→ **THE EXERCISE**: Put every line of all the entries below into a numbered list, leaving out the blank lines. Don't include the pictures in your answer.

→ **SUPPLIED RECORDS**:
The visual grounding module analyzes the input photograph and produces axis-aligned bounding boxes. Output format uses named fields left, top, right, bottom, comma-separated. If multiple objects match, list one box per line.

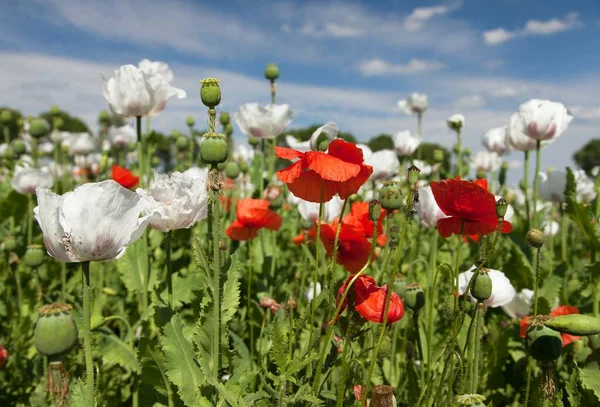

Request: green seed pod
left=544, top=314, right=600, bottom=336
left=525, top=229, right=544, bottom=249
left=404, top=283, right=425, bottom=313
left=471, top=269, right=492, bottom=301
left=265, top=64, right=279, bottom=81
left=10, top=139, right=26, bottom=155
left=23, top=244, right=46, bottom=268
left=219, top=112, right=231, bottom=126
left=525, top=325, right=562, bottom=362
left=200, top=133, right=229, bottom=165
left=175, top=136, right=190, bottom=150
left=33, top=304, right=77, bottom=356
left=185, top=115, right=196, bottom=127
left=379, top=181, right=403, bottom=211
left=29, top=119, right=48, bottom=138
left=200, top=78, right=221, bottom=109
left=225, top=161, right=240, bottom=179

→ **OUTPUT OF THE TASK**:
1. The visual grounding module analyzes the input photograph and produces axis-aligned bounding boxes. Output format uses named fields left, top, right, bottom, comma-separated. If multiple objects match, list one box per line.
2. Request: green seed pod
3. left=544, top=314, right=600, bottom=336
4. left=525, top=229, right=544, bottom=249
5. left=404, top=283, right=425, bottom=313
6. left=471, top=269, right=492, bottom=301
7. left=265, top=64, right=279, bottom=81
8. left=10, top=139, right=26, bottom=155
9. left=23, top=244, right=46, bottom=268
10. left=219, top=112, right=231, bottom=126
11. left=525, top=325, right=562, bottom=362
12. left=200, top=133, right=229, bottom=165
13. left=175, top=136, right=190, bottom=150
14. left=33, top=304, right=77, bottom=356
15. left=185, top=115, right=196, bottom=127
16. left=379, top=181, right=403, bottom=211
17. left=29, top=119, right=48, bottom=138
18. left=200, top=78, right=221, bottom=109
19. left=225, top=161, right=240, bottom=179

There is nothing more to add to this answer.